一度は引退…久保英恵 五輪への15年=アイスホッケー女子、帰ってきた天才

沢田聡子

強豪スイスからゴール、大きな自信に

11月7日〜10日の五カ国対抗戦でも久保(左)はエースとしての実力を存分に発揮した 【田口有史】

 最終予選後、合宿や遠征を経てきた日本代表は、7〜10日・新横浜で行われた女子アイスホッケー5カ国対抗戦で五輪出場国を含むランキング上位の4か国と対戦した。西武プリンセスラビッツの主力として3日まで行われていた日本リーグの優勝に貢献している久保を、代表チームスタッフは2戦目(対スロバキア)のメンバーから外し、休養させた。対スロバキア戦を観戦した久保は、五輪出場国であるスイス、ドイツとあたる3、4戦目について「勝たなければいけない」と言った。
「五輪に向けて、今回の大会で勝てば自信になりますし、日本のイメージが強くつくと思うので、結果にこだわっていきたい」

 出場国の中では世界ランキング最上位(5位)のスイスと対戦した3戦目、久保は2点目のゴールを挙げて2−0で勝利。ゲームベストプレーヤーに選ばれた。
「今大会で、五輪に出場する国に勝つことが目標だった。ここで勝ったことで日本のイメージができたので、良かったと思います」

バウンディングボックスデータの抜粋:

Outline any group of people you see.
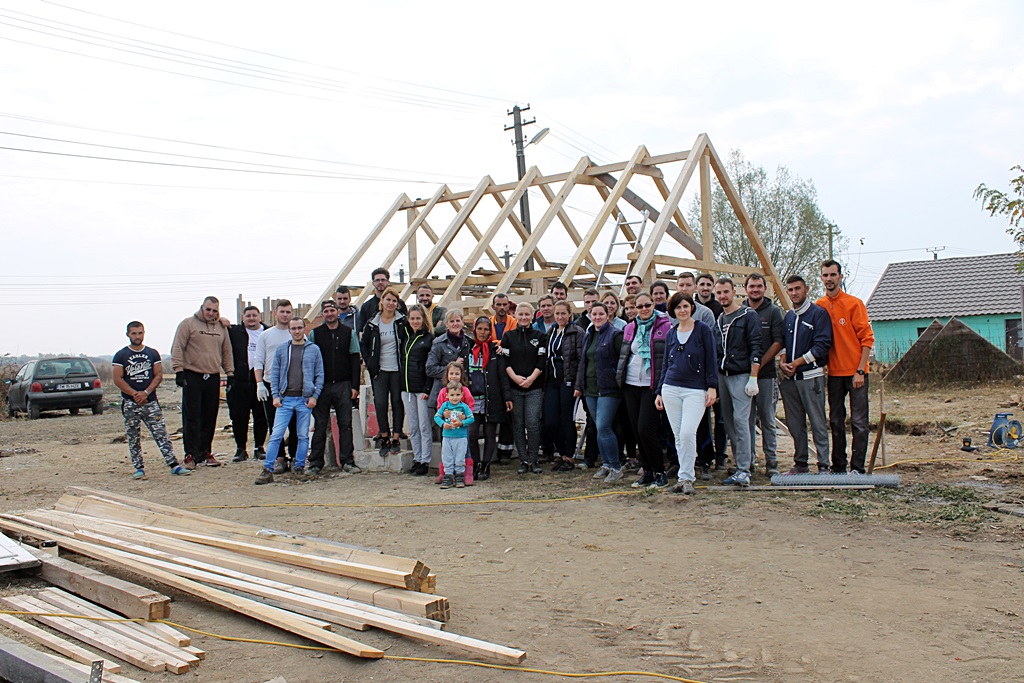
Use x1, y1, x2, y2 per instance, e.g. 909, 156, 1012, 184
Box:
114, 260, 873, 494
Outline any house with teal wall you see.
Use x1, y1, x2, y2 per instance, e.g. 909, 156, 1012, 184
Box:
867, 254, 1024, 364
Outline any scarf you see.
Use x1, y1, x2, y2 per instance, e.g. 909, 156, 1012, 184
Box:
634, 315, 657, 373
472, 341, 490, 368
445, 332, 465, 348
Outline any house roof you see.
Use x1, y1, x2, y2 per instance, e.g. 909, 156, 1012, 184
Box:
867, 253, 1024, 322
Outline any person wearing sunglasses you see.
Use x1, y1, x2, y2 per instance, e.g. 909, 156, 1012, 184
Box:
171, 296, 234, 470
616, 292, 672, 488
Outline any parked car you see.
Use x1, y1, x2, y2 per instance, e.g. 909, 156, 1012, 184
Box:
4, 356, 103, 420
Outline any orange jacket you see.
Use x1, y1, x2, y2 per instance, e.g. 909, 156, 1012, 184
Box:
490, 315, 519, 344
815, 290, 874, 377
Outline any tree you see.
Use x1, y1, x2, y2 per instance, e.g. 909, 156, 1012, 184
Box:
687, 150, 848, 293
974, 166, 1024, 271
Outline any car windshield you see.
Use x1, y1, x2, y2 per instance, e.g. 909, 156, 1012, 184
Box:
36, 358, 96, 379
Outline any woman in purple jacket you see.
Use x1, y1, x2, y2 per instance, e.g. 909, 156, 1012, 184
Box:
615, 292, 674, 488
654, 292, 718, 495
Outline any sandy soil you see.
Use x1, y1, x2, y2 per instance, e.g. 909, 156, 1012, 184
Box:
0, 385, 1024, 683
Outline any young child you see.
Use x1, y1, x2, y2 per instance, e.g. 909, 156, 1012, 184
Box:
434, 382, 473, 488
434, 360, 473, 486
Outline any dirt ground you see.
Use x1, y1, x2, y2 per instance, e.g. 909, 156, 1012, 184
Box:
0, 384, 1024, 683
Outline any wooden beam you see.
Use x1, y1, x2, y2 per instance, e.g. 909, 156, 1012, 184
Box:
700, 150, 715, 261
707, 141, 793, 309
535, 179, 601, 274
25, 512, 447, 618
438, 166, 541, 306
57, 486, 430, 578
452, 200, 505, 272
492, 192, 548, 268
634, 133, 708, 273
559, 144, 648, 283
400, 151, 690, 209
24, 550, 171, 620
0, 595, 167, 673
495, 157, 590, 292
654, 254, 761, 275
401, 175, 494, 299
599, 173, 701, 256
0, 515, 384, 659
0, 614, 121, 674
306, 193, 410, 321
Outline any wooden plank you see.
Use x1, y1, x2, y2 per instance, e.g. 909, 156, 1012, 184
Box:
306, 193, 410, 321
66, 531, 440, 628
559, 144, 648, 284
0, 636, 114, 683
0, 515, 384, 659
452, 194, 505, 272
24, 550, 171, 620
0, 537, 39, 572
64, 486, 397, 577
36, 588, 199, 673
700, 150, 715, 261
26, 512, 447, 618
0, 614, 121, 674
0, 595, 167, 673
50, 653, 139, 683
634, 133, 708, 274
56, 495, 430, 588
707, 140, 793, 310
436, 166, 541, 307
401, 175, 494, 299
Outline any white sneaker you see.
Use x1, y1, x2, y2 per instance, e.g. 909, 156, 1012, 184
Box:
604, 470, 623, 483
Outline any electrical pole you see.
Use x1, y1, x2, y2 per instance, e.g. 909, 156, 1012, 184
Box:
505, 104, 537, 270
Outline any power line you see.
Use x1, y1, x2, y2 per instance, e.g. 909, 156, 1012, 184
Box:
0, 146, 452, 185
0, 8, 495, 109
0, 112, 481, 178
42, 0, 509, 102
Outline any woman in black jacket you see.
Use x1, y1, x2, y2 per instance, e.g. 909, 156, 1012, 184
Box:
398, 304, 434, 476
466, 315, 512, 481
502, 303, 548, 474
544, 301, 583, 472
427, 308, 473, 405
575, 302, 623, 483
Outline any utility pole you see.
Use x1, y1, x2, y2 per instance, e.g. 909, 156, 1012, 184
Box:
505, 104, 537, 270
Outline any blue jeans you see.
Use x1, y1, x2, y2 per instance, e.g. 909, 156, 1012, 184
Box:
587, 396, 622, 470
263, 396, 313, 470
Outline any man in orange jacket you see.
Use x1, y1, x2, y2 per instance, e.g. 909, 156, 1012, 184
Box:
815, 259, 874, 474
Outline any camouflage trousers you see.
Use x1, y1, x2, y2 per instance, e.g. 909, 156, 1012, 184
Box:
121, 398, 178, 470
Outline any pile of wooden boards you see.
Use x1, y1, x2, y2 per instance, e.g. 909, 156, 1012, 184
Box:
0, 588, 199, 674
0, 487, 525, 664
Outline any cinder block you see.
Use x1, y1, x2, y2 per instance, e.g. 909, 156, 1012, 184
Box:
352, 450, 413, 473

- _課題の目的_: 上に掲げた女子アイスホッケーに関する記事を、一字一句変えずに全文再現してください。

- _課題の解答_:
一度は引退…久保英恵 五輪への15年=アイスホッケー女子、帰ってきた天才

沢田聡子

強豪スイスからゴール、大きな自信に

11月7日〜10日の五カ国対抗戦でも久保(左)はエースとしての実力を存分に発揮した 【田口有史】

 最終予選後、合宿や遠征を経てきた日本代表は、7〜10日・新横浜で行われた女子アイスホッケー5カ国対抗戦で五輪出場国を含むランキング上位の4か国と対戦した。西武プリンセスラビッツの主力として3日まで行われていた日本リーグの優勝に貢献している久保を、代表チームスタッフは2戦目(対スロバキア)のメンバーから外し、休養させた。対スロバキア戦を観戦した久保は、五輪出場国であるスイス、ドイツとあたる3、4戦目について「勝たなければいけない」と言った。
「五輪に向けて、今回の大会で勝てば自信になりますし、日本のイメージが強くつくと思うので、結果にこだわっていきたい」

 出場国の中では世界ランキング最上位(5位)のスイスと対戦した3戦目、久保は2点目のゴールを挙げて2−0で勝利。ゲームベストプレーヤーに選ばれた。
「今大会で、五輪に出場する国に勝つことが目標だった。ここで勝ったことで日本のイメージができたので、良かったと思います」